Another case is a client that sells indoor home appliances. We started working with them at the beginning of the year. For them, May and June are the high points for their main products sales because of Summer in the Northern Hemisphere.

Even though one might think that people would be hesitant to buy grills online and be unsure given the pandemic crisis, their sales went up with the seasonality and the new product launched was an absolute success. With that, they’re also repaying faster.

On the other hand, we were working with a company that was a marketplace for large-ticket items. Even though at the beginning of the COVID crisis their performance didn't suffer, we could predict a slow-down from the demand side.

Indeed, in the first month of the loan, they suffered pretty badly. And as a result, they repaid much less during that month. Luckily, there was a bounce-back in the market, and they’re back on track and re-paying more in absolute terms.

Even though we work on projections based a lot on data models, the effects of this crisis were hard to project and it ended up being the ultimate example of how this model is beneficial to businesses. In some cases we have to be patient and allow business performance to catch up.

And sometimes it’s just seasonality.

The benefits of revenue-based funding

There are several reasons why we’ve started our business with this one key funding mechanism. And we think it’s a great opportunity for both startups and other investors.

For startups

As I mentioned above, one clear advantage is the short time frames. Companies receive quick cash for a clearly defined purpose, to support their growth.


The beauty of the revenue-based model is not being attached to a fixed interest expense. If sales are up, the repayment can happen faster. But if revenues go down, you also pay less. So the potential downside isn’t as bad as it might be with other forms of loans. And if the business model performs well, there’s a potential ongoing funding source available to support the positive trajectory.

The other big win, of course, is that it’s non-dilutive - you’re not giving up any equity to get this loan and there’s no need to give any kind of guarantees. You’re instead offering a limited portion of your future revenue in exchange for the money you need now.

And the other big advantage of Conscious Growth specifically, is that this funding isn’t available from the traditional banks for startups. So the mere fact that we exist is a benefit, too.

======

§ **ABOUT THIS EXERCISE**:
Write out the stretch of the revenue-based funding text from "Even though we" through "to catch up." word for word.

======

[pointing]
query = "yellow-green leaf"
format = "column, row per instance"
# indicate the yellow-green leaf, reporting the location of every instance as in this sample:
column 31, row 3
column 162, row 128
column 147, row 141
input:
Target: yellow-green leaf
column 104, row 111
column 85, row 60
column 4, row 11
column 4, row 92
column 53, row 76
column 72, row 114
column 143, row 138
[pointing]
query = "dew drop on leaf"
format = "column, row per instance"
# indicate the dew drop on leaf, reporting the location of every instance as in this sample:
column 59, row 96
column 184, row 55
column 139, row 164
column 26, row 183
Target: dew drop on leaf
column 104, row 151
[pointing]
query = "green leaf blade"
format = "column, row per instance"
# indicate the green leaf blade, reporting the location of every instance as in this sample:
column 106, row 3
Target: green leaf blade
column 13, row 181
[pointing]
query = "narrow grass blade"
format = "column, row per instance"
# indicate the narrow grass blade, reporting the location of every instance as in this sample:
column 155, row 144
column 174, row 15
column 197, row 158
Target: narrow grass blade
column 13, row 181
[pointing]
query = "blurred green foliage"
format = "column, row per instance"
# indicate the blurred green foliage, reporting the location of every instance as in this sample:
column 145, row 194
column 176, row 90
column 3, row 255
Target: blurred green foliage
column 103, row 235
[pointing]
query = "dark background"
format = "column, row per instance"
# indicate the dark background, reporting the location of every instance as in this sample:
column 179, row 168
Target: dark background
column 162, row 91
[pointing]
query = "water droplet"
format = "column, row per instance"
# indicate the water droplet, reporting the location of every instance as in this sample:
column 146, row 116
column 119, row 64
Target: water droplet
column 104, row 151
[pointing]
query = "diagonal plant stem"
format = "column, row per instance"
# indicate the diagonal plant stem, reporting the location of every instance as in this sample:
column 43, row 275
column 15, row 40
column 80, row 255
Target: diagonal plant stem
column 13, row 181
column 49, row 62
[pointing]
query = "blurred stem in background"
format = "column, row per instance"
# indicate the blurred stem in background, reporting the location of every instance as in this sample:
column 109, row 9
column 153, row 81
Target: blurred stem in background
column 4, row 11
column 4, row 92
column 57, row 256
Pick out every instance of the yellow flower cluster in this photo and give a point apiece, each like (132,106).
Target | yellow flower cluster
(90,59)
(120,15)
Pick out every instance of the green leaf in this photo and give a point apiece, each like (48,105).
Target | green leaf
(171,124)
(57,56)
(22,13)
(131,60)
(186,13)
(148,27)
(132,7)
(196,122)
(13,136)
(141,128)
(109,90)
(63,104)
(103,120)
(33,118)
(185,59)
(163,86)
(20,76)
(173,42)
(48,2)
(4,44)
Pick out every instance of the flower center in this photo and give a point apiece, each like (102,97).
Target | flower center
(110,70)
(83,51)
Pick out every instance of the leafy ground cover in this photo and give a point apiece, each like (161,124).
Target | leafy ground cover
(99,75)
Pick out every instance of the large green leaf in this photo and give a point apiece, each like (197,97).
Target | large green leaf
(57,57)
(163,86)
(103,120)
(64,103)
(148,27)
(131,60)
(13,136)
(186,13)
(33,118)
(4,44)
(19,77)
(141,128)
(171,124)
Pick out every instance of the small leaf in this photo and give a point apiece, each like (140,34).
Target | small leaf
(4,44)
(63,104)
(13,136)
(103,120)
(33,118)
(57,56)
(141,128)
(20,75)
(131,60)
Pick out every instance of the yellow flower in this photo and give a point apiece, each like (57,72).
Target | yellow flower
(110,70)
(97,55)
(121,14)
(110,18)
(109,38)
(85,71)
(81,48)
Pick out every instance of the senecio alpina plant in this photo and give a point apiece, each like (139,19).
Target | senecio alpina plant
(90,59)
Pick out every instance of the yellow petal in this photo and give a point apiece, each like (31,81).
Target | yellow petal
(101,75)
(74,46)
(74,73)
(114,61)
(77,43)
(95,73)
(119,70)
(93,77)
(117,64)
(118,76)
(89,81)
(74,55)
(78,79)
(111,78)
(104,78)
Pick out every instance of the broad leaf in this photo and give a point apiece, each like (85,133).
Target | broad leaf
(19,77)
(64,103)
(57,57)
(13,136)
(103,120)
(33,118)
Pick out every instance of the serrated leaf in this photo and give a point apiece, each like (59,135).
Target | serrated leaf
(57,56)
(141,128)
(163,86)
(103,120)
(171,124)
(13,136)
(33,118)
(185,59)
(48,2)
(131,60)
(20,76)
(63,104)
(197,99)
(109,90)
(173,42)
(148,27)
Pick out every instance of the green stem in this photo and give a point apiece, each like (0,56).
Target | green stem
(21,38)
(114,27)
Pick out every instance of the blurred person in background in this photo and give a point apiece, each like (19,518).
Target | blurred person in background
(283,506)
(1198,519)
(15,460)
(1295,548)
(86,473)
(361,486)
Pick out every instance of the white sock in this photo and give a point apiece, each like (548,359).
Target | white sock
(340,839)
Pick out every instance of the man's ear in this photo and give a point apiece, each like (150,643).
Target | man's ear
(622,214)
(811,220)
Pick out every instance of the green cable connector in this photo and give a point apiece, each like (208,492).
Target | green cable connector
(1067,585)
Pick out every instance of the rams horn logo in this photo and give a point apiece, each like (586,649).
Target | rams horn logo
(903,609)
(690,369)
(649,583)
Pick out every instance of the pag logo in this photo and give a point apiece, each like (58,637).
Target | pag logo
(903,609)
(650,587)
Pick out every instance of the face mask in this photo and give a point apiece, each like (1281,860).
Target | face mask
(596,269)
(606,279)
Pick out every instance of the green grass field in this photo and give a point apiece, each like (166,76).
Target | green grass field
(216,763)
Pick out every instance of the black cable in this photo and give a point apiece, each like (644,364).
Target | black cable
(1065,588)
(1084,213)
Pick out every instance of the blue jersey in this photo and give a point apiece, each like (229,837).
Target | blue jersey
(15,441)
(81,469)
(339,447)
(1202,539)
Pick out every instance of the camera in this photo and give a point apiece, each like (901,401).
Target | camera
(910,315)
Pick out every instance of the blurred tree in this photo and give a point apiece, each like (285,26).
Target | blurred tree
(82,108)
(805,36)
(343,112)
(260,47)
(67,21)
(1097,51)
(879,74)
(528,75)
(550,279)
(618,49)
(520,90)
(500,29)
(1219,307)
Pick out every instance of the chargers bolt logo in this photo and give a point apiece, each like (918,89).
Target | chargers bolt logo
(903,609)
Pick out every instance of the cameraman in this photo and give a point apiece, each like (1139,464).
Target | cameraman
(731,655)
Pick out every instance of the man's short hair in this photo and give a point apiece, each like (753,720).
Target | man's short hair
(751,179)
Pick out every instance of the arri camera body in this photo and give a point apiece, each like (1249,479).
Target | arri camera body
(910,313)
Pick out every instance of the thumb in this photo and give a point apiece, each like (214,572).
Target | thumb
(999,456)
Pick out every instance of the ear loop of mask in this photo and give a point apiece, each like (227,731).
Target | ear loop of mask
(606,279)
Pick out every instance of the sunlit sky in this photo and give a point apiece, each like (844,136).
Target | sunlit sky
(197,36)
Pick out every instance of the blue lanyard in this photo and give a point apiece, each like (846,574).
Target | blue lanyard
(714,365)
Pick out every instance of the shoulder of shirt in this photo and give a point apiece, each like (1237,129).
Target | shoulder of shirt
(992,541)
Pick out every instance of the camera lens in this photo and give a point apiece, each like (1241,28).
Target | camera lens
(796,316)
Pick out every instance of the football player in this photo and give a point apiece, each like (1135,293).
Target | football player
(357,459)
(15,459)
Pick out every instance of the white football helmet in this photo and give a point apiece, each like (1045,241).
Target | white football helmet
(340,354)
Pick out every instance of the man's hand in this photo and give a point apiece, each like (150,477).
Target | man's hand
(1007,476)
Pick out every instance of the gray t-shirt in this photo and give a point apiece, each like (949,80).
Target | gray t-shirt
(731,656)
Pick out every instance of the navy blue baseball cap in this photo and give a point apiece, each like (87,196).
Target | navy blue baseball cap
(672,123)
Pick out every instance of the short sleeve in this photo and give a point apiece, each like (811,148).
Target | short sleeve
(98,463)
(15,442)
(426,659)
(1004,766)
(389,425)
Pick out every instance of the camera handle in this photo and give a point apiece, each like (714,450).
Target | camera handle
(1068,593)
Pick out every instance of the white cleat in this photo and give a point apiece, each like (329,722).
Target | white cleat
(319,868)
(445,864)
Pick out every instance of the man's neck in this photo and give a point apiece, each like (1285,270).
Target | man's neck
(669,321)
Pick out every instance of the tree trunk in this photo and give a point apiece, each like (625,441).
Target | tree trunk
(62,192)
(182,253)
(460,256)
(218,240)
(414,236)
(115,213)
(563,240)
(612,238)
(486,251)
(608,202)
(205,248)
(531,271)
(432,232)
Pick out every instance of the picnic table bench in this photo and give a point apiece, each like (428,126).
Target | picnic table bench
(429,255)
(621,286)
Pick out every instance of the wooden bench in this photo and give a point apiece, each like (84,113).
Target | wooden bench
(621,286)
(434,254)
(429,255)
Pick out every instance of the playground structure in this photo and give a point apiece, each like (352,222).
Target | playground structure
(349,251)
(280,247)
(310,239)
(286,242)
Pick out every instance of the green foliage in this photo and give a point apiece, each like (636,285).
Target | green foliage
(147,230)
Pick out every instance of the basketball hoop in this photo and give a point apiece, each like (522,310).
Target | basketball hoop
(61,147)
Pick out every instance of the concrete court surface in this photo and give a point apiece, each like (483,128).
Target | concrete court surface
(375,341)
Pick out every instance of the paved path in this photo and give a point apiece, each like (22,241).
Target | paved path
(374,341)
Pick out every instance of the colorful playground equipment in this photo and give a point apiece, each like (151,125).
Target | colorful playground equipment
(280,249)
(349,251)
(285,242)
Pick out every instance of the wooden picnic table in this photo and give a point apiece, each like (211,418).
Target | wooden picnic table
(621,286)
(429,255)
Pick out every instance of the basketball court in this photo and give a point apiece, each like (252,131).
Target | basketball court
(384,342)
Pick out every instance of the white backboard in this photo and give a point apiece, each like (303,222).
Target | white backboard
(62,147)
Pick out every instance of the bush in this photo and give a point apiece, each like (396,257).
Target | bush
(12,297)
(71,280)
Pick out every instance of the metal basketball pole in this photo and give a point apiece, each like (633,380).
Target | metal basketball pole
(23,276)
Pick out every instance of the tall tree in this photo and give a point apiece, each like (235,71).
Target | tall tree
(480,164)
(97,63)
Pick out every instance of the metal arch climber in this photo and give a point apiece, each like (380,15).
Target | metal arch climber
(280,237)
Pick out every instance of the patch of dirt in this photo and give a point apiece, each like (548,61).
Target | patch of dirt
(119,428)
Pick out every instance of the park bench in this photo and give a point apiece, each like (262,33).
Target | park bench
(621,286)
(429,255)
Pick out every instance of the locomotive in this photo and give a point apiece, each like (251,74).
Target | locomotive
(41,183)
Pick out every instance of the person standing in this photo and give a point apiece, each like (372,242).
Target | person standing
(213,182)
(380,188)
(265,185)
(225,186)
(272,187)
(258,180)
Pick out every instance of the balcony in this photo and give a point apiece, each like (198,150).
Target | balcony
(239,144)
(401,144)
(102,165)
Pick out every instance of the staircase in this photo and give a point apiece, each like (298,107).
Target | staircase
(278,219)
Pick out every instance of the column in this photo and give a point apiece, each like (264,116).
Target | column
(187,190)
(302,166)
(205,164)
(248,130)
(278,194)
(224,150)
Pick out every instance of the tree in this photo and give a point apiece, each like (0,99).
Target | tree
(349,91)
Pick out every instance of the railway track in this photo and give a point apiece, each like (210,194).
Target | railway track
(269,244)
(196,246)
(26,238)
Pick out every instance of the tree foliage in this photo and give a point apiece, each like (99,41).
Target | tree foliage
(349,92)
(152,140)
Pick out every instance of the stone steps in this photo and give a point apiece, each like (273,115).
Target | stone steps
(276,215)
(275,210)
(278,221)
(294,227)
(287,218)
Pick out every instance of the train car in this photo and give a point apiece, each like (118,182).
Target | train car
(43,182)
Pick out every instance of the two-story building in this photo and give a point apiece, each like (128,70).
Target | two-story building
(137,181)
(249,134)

======

§ **YOUR SOLUTION**:
Even though we work on projections based a lot on data models, the effects of this crisis were hard to project and it ended up being the ultimate example of how this model is beneficial to businesses. In some cases we have to be patient and allow business performance to catch up.